» **What needs to be done**
Repeat every line of the material from its start up to and including the line with "[289,59,341,133]", with nothing left out. In that span, add -28 to each number in the bounding box coordinates.

━━━━━━━━━━

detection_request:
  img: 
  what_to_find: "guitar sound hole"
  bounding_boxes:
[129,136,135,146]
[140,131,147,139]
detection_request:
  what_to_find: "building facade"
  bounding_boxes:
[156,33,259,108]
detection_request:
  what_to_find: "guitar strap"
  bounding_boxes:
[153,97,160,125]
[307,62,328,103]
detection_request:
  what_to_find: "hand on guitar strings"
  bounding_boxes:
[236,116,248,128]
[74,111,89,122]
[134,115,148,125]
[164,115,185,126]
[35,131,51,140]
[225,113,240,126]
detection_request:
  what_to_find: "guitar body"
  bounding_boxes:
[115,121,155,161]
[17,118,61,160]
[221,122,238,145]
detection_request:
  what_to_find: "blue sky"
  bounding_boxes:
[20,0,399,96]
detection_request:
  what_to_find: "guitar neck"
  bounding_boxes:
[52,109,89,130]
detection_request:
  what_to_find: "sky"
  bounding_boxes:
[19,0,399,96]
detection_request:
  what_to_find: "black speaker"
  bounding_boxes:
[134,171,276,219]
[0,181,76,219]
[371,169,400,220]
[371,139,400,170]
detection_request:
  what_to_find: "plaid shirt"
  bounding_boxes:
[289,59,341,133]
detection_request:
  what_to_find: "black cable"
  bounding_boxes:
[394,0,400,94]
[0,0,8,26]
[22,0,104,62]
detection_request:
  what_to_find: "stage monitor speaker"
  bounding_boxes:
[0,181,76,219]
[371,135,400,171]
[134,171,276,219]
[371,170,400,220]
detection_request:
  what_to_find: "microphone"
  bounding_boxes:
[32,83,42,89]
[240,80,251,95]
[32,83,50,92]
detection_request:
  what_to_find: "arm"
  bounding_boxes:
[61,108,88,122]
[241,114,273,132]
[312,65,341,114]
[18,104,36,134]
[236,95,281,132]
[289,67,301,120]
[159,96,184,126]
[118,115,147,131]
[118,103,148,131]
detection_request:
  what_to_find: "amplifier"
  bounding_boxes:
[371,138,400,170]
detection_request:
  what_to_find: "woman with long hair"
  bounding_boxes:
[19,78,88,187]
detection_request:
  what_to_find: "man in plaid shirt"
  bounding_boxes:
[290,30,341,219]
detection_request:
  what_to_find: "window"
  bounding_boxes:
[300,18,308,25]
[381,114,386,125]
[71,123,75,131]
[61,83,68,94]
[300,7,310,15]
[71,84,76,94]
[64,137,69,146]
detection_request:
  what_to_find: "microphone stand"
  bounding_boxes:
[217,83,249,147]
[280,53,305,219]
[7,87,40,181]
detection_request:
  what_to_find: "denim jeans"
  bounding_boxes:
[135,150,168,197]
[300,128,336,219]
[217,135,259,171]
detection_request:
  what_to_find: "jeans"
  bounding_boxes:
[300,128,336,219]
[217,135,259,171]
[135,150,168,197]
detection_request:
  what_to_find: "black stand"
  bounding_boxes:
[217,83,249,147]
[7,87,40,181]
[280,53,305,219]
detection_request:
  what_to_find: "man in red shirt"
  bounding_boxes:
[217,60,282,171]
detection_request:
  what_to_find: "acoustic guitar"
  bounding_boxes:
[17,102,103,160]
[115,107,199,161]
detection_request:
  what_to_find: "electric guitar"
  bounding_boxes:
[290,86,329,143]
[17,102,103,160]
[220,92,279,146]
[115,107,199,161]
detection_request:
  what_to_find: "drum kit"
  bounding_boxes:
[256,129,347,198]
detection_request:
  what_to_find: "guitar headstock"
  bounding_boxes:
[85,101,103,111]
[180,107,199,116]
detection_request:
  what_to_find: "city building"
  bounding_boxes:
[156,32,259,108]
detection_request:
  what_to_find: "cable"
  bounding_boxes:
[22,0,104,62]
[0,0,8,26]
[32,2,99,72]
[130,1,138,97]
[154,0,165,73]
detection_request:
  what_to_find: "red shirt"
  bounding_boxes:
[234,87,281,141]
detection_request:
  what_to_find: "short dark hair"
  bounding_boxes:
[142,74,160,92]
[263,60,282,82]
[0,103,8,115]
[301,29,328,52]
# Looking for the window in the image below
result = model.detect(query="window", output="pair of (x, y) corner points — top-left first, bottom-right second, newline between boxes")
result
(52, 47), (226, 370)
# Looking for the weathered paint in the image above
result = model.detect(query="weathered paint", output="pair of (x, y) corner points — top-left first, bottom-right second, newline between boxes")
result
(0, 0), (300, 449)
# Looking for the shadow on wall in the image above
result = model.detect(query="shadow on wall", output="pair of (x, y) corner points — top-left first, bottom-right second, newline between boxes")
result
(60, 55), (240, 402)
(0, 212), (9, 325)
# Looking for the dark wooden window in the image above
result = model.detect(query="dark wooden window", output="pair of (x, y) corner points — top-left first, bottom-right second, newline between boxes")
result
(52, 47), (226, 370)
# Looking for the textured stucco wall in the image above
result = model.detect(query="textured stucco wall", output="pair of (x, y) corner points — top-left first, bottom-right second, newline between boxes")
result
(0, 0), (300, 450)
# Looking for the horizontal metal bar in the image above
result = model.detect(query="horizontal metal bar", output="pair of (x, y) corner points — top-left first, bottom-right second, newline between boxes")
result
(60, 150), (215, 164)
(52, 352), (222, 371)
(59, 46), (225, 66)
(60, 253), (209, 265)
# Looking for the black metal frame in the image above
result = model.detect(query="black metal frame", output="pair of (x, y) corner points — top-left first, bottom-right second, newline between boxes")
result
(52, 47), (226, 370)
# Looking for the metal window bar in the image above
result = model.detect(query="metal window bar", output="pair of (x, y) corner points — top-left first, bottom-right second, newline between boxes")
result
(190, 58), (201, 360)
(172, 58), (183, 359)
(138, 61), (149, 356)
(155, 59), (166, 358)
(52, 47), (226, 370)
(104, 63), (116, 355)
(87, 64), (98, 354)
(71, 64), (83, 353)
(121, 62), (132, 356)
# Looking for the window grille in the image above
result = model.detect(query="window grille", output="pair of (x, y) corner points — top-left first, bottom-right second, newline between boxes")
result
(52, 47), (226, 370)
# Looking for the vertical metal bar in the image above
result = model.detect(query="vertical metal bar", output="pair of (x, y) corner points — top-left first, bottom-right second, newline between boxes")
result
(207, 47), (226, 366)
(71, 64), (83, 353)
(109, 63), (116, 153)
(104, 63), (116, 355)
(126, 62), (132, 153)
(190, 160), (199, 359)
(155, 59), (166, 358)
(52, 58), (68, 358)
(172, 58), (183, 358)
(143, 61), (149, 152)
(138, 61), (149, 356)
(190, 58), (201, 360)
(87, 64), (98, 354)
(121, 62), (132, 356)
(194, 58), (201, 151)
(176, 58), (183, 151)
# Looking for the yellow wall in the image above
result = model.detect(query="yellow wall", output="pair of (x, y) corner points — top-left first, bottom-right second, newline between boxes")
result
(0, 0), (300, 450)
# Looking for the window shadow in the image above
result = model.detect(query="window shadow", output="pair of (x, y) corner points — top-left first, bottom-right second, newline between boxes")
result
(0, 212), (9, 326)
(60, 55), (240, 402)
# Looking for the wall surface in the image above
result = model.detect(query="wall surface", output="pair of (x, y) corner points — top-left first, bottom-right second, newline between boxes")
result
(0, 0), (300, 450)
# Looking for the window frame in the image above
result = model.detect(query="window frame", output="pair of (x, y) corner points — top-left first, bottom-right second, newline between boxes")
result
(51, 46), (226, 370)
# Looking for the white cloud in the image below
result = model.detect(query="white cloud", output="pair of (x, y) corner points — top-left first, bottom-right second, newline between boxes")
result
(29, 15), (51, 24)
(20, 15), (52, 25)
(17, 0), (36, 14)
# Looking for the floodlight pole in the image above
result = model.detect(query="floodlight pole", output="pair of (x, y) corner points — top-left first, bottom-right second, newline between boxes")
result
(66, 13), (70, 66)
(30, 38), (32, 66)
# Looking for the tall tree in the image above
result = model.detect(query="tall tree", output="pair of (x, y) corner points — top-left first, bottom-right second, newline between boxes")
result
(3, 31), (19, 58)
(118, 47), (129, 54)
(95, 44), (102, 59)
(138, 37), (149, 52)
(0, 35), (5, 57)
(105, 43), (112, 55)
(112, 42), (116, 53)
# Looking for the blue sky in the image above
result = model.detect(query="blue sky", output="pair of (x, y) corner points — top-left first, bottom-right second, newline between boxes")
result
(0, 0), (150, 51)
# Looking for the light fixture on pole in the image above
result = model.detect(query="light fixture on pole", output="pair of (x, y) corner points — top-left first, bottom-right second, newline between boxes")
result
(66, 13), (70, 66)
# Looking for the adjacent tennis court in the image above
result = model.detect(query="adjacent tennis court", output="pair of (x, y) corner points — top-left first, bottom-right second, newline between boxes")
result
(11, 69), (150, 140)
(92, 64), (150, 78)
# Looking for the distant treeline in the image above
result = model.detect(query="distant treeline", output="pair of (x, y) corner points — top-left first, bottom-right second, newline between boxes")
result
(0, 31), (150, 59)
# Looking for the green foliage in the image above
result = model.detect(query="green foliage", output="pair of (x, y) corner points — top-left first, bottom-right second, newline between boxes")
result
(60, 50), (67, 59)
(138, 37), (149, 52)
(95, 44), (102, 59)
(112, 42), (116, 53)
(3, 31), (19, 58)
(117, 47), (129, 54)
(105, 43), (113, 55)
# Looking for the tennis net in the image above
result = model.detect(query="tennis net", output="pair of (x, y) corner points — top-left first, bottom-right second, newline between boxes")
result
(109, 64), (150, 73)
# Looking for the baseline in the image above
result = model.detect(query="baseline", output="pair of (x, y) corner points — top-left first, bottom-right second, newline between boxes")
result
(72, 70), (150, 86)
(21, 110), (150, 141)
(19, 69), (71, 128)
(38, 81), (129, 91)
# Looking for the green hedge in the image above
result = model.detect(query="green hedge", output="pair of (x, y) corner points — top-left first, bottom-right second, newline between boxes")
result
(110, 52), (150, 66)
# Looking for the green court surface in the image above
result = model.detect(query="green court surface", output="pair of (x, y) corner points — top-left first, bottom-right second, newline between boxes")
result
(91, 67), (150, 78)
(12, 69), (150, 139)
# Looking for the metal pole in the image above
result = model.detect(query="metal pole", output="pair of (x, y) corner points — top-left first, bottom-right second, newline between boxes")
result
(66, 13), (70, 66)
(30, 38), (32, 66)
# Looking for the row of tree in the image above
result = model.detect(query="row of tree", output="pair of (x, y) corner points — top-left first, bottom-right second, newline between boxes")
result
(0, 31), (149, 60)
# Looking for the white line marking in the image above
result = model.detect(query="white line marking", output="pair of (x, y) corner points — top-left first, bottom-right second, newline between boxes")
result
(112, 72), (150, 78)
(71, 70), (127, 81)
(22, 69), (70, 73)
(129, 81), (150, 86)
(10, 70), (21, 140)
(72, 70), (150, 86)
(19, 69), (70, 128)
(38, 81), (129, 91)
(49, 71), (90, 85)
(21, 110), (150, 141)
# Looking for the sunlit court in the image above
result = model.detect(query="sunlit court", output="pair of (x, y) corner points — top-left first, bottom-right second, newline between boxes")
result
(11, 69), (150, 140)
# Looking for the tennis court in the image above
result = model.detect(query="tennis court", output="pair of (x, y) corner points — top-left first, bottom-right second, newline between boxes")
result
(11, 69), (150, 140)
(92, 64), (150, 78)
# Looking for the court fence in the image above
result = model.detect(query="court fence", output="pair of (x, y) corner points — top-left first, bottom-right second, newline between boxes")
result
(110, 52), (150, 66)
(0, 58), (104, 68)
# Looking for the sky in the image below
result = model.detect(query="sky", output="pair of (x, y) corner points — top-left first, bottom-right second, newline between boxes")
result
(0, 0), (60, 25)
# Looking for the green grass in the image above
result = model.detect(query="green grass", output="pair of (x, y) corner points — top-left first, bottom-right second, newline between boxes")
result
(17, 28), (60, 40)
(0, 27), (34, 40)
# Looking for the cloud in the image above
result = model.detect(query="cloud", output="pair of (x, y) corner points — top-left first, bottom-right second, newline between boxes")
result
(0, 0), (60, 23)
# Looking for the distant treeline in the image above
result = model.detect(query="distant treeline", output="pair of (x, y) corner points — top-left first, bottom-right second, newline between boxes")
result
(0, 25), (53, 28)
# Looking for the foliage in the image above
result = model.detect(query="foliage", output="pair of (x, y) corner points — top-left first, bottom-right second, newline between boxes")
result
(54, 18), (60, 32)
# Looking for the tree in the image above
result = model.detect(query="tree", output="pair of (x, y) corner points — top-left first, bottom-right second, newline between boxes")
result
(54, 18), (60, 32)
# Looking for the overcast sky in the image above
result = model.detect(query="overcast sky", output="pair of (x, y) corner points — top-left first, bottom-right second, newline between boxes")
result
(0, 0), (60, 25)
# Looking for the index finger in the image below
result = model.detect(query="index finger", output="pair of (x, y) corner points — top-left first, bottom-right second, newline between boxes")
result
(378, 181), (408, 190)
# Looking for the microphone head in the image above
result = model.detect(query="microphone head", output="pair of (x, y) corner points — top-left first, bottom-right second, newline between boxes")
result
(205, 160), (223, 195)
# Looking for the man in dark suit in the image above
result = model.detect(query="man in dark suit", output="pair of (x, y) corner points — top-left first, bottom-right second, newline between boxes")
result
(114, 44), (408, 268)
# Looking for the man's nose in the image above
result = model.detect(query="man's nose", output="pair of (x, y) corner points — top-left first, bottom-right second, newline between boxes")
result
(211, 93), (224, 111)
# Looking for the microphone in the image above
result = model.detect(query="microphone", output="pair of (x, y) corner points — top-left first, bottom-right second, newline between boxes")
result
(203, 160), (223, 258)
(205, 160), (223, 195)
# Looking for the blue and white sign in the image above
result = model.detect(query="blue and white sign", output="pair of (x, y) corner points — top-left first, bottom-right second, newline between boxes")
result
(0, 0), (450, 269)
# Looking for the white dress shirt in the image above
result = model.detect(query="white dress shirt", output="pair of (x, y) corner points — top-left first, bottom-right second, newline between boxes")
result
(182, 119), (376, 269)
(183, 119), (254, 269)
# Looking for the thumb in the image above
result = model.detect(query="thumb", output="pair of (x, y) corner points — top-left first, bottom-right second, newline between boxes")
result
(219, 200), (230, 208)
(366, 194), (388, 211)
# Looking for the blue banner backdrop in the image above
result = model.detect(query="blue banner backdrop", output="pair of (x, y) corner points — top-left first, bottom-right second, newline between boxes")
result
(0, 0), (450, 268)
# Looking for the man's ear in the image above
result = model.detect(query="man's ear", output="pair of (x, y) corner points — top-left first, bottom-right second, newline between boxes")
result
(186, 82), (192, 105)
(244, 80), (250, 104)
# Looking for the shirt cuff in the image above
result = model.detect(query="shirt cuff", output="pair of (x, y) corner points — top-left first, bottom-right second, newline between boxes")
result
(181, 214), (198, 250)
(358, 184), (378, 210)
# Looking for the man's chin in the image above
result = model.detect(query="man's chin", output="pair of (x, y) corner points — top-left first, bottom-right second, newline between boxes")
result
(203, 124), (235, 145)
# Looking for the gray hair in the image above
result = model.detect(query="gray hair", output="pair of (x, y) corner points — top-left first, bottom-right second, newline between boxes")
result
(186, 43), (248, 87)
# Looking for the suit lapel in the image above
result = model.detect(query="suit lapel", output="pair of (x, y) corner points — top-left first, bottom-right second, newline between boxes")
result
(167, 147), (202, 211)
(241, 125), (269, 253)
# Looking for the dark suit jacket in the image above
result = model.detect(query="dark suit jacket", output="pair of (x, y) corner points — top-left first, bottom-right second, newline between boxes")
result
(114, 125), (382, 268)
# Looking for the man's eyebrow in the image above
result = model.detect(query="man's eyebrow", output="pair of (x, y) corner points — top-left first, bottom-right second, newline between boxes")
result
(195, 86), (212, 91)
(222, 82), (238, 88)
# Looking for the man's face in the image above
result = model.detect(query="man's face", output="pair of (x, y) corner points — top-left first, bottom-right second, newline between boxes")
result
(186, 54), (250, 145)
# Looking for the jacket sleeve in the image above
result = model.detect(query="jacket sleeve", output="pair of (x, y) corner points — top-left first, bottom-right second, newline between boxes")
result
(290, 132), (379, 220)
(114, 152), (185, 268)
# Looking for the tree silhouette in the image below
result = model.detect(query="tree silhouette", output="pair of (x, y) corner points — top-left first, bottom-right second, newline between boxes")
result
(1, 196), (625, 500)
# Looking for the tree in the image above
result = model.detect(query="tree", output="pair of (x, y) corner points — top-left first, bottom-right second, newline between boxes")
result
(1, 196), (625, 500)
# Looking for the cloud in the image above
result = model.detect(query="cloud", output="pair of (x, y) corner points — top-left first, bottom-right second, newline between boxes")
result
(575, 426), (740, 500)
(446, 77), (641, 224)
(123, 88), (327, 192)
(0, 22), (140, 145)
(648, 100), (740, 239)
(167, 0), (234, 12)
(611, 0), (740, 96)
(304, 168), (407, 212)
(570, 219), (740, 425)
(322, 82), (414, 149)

━━━━━━━━━━

» **Result**
detection_request:
  img: 
  what_to_find: "guitar sound hole"
  bounding_boxes:
[101,108,107,118]
[112,103,119,111]
detection_request:
  what_to_find: "building facade"
  bounding_boxes:
[128,5,231,80]
detection_request:
  what_to_find: "guitar strap"
  bounding_boxes:
[125,69,132,97]
[279,34,300,75]
detection_request:
  what_to_find: "hand on guitar strings"
  bounding_boxes:
[208,88,220,100]
[46,83,61,94]
[106,87,120,97]
[136,87,157,98]
[7,103,23,112]
[197,85,212,98]
detection_request:
  what_to_find: "guitar body"
  bounding_boxes:
[87,93,127,133]
[-11,90,33,132]
[193,94,210,117]
detection_request:
  what_to_find: "blue sky"
  bounding_boxes:
[-8,-28,371,68]
detection_request:
  what_to_find: "guitar neck"
  bounding_boxes:
[24,81,61,102]
detection_request:
  what_to_find: "sky"
  bounding_boxes:
[-9,-28,371,68]
detection_request:
  what_to_find: "black speaker"
  bounding_boxes:
[106,143,248,191]
[-28,153,48,191]
[343,141,372,192]
[343,111,372,142]
detection_request:
  what_to_find: "plaid shirt"
  bounding_boxes:
[261,31,313,105]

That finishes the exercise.